### WHAT IS EXPECTED
Print only the line with "tower in this photo." and the lines after it, ending with the last line of the material, each exactly as it stands.

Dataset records
********

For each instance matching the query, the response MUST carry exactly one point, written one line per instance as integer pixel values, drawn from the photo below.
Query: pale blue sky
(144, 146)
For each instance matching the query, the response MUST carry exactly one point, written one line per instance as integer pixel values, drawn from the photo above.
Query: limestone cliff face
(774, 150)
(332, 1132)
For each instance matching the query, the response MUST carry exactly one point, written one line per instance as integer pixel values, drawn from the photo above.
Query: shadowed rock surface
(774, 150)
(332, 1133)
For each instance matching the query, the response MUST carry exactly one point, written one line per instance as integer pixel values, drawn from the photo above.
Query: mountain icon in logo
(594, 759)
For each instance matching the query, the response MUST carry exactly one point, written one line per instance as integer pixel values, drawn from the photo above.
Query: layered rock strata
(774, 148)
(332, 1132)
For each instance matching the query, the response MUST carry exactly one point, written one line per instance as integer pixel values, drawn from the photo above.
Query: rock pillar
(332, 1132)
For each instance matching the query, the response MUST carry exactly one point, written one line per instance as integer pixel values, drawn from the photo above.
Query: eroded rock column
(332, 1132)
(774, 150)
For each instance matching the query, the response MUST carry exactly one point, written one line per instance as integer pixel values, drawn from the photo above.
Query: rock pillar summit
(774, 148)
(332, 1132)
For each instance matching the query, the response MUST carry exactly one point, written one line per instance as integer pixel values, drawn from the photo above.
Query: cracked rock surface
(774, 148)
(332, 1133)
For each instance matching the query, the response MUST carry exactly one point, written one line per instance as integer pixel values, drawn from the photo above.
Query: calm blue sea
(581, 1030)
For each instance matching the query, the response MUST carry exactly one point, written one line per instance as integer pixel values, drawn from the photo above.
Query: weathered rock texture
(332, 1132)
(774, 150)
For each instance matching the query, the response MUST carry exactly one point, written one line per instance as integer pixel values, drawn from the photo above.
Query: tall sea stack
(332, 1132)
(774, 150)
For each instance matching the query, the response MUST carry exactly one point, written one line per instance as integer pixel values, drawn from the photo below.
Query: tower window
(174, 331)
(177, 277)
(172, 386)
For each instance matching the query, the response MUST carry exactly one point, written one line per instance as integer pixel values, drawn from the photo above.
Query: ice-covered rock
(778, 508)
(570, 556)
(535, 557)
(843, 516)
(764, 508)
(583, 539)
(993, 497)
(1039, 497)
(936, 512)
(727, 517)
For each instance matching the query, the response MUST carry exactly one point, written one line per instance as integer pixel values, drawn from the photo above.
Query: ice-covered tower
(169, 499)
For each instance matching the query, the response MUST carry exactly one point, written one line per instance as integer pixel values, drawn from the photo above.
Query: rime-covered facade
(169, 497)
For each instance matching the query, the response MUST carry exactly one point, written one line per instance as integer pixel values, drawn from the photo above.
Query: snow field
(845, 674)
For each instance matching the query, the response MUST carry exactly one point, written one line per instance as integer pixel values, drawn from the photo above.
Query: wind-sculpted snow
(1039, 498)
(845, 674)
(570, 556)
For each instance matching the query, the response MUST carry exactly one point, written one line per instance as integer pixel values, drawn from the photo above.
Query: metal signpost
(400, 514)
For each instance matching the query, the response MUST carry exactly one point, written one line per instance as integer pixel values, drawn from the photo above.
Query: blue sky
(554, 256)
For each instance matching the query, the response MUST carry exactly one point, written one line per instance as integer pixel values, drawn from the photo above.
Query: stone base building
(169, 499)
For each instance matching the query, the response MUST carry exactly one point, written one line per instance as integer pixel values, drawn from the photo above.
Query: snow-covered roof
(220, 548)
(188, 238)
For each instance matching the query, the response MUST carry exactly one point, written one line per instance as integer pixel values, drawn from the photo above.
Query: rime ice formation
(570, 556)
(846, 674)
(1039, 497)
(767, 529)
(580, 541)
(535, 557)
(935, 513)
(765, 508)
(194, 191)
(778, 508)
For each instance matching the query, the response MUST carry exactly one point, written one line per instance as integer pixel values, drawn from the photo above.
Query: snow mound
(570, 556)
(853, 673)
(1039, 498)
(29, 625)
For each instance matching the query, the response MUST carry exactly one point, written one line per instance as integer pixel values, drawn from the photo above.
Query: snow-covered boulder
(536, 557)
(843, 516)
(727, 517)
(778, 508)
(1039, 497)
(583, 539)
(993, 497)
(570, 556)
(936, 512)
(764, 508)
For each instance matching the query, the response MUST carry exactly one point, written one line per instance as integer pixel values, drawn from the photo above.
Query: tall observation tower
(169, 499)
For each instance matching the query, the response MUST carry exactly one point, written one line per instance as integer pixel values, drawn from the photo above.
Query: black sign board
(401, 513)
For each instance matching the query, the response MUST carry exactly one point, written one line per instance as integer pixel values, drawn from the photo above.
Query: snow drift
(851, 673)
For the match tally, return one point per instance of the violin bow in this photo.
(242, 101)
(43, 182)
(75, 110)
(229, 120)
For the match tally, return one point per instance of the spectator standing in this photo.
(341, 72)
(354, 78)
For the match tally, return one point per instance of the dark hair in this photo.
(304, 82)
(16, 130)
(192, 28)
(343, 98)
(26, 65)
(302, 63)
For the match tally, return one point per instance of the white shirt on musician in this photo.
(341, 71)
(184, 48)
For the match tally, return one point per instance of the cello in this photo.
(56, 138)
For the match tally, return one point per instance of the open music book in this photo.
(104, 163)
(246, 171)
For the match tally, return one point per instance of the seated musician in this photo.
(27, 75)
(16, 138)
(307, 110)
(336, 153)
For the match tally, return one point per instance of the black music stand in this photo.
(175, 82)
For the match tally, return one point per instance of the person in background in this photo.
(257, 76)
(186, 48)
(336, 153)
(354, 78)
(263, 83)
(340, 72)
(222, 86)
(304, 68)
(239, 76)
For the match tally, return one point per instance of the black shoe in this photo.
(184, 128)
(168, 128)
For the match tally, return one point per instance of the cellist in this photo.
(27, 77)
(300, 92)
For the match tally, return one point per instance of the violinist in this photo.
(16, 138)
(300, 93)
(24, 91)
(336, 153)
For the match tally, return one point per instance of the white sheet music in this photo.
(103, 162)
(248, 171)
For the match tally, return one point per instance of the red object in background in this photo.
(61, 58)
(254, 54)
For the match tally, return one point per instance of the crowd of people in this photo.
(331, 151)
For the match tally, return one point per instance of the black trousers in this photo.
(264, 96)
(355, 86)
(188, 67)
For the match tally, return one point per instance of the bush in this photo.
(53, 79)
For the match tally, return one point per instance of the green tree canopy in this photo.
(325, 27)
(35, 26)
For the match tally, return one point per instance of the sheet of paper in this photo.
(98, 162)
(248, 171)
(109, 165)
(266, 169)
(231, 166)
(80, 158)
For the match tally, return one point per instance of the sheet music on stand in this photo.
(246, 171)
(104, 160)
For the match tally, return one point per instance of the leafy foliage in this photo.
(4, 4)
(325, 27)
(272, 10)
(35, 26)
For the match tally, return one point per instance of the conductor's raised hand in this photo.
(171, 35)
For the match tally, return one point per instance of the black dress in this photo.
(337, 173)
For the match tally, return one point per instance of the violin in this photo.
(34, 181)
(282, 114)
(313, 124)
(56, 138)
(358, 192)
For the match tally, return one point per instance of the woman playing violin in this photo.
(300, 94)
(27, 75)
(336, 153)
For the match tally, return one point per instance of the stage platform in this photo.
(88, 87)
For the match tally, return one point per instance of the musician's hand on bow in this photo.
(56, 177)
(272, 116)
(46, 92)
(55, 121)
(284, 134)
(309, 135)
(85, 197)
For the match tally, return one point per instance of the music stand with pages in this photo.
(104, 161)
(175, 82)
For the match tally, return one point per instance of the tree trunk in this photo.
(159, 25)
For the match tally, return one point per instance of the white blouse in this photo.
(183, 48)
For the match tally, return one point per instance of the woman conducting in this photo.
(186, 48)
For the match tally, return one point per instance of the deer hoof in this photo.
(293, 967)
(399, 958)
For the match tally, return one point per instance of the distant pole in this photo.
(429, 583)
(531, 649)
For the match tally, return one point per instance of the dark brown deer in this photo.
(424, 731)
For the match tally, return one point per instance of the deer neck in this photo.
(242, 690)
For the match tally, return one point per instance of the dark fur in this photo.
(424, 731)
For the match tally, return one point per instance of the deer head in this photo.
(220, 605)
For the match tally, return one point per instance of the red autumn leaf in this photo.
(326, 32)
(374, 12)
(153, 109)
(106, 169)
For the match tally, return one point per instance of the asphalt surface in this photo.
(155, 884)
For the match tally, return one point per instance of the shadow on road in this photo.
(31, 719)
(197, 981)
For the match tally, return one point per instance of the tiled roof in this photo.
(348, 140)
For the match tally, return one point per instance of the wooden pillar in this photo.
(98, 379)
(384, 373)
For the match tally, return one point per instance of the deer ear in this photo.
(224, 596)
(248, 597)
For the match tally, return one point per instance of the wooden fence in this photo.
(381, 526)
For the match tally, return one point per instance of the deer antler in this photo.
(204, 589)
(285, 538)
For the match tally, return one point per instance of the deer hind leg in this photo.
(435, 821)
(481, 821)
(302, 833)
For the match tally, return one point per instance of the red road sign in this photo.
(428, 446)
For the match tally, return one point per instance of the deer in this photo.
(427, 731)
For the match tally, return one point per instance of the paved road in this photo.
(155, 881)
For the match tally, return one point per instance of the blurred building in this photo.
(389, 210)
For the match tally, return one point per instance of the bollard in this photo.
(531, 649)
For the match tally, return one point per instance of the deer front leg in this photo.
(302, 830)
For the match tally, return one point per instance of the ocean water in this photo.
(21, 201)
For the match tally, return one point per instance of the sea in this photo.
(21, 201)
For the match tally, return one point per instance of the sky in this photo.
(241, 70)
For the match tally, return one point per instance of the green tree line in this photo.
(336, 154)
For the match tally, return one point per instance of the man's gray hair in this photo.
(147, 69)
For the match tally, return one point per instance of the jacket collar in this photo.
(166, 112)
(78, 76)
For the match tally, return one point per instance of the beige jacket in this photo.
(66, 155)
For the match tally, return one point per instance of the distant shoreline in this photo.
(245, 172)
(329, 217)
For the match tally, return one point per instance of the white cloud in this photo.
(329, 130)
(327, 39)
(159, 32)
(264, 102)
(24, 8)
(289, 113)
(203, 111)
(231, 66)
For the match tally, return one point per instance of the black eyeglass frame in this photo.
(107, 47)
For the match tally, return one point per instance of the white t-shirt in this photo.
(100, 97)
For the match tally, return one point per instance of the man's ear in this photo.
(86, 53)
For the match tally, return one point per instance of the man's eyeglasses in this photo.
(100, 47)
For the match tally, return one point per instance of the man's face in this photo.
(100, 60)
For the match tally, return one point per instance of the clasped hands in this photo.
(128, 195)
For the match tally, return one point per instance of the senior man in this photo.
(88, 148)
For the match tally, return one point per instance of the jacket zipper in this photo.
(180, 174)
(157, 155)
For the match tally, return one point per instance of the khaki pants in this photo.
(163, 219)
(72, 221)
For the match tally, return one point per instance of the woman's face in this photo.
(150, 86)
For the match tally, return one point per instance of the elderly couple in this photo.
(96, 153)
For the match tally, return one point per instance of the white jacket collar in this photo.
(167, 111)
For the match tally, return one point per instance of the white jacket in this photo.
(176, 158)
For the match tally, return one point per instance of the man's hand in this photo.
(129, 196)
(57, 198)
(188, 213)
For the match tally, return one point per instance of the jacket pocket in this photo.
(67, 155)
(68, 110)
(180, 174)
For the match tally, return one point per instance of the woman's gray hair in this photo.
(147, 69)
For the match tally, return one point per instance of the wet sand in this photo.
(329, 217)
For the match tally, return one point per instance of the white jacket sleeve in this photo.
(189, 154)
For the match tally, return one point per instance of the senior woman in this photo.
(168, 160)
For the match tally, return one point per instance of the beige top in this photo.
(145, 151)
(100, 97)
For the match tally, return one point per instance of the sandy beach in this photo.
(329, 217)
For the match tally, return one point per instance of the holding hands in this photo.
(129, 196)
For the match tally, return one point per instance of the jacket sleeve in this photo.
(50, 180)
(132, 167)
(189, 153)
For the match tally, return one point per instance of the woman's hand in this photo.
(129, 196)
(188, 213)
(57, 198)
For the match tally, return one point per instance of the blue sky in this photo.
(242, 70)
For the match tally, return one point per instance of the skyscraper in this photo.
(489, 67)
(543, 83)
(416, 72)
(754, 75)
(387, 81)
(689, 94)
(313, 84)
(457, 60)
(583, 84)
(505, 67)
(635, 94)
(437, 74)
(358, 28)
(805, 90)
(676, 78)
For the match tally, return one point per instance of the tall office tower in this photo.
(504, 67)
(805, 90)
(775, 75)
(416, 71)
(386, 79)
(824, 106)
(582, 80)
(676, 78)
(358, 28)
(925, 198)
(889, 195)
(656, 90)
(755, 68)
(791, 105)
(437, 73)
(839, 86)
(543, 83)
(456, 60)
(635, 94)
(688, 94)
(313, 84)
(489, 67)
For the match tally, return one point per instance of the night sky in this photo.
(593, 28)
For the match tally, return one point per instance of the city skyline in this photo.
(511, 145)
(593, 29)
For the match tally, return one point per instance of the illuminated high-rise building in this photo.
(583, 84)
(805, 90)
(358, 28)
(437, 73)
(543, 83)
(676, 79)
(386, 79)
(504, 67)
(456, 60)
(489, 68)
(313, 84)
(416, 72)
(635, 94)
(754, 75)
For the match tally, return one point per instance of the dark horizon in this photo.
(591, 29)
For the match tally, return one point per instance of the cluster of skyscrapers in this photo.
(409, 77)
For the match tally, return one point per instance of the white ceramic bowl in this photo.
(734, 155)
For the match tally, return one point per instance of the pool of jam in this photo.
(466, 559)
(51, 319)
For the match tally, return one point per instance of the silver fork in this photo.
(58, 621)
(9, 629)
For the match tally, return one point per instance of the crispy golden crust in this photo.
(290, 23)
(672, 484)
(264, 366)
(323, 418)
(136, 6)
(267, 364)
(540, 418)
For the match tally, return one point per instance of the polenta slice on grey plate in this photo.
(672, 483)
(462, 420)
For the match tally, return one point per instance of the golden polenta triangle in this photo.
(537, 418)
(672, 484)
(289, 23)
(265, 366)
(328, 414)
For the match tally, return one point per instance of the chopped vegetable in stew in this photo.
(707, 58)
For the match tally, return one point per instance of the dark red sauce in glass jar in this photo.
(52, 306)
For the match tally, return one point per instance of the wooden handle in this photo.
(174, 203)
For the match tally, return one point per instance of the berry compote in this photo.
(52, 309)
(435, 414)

********

### PROBLEM SOLUTION
For the match tally, return one point per instance of the tall office tower in this photo.
(504, 67)
(805, 90)
(775, 75)
(416, 71)
(386, 79)
(824, 106)
(582, 80)
(676, 78)
(358, 28)
(925, 198)
(889, 195)
(656, 90)
(755, 68)
(791, 105)
(437, 73)
(839, 86)
(543, 83)
(456, 60)
(635, 94)
(688, 94)
(313, 84)
(489, 67)
For the match tally, return one point per instance of the night sky in this photo.
(593, 28)
For the match tally, return one point per instance of the city skyline in this photo.
(511, 145)
(593, 29)
For the match tally, return one point per instance of the illuminated high-rise building in this photo.
(583, 84)
(805, 90)
(358, 28)
(437, 73)
(543, 83)
(676, 79)
(386, 79)
(504, 67)
(456, 60)
(489, 68)
(313, 84)
(416, 72)
(635, 94)
(754, 75)
For the match tally, return one point per instance of the dark horizon in this photo.
(591, 29)
For the match tally, return one point per instance of the cluster of skyscrapers in this photo.
(409, 77)
For the match tally, return one point per instance of the white ceramic bowl in this photo.
(734, 155)
For the match tally, return one point per instance of the pool of jam in this photo.
(466, 559)
(51, 319)
For the match tally, return one point per instance of the silver fork in this photo.
(58, 621)
(9, 629)
For the match tally, return one point per instance of the crispy golden crust in this photo.
(290, 23)
(672, 484)
(264, 366)
(323, 418)
(136, 6)
(267, 364)
(540, 418)
For the match tally, return one point per instance of the polenta slice on grey plate in this photo.
(672, 483)
(462, 420)
For the match tally, return one point per instance of the golden polenta triangle in this photo.
(537, 418)
(672, 484)
(289, 23)
(265, 366)
(328, 414)
For the match tally, return one point per instance of the chopped vegetable in stew in this photo.
(707, 58)
For the match tally, return one point per instance of the dark red sauce in glass jar in this photo.
(52, 306)
For the match tally, return one point per instance of the wooden handle in this photo.
(174, 203)
For the match tally, return one point per instance of the berry compote in this photo.
(52, 309)
(435, 414)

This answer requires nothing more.